* [Directions for this task]:
In each of the items below, substitute "roadside grass" for every occurrence of "field vegetation" and leave all other text unchanged.

* [Data entries]:

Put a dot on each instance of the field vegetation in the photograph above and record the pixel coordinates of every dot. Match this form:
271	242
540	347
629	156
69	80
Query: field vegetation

* [Exercise response]:
Put a dot on each instance of the roadside grass in the photograph above and record the pixel coordinates of every dot. Match this form:
271	242
540	347
629	156
69	80
Query: roadside grass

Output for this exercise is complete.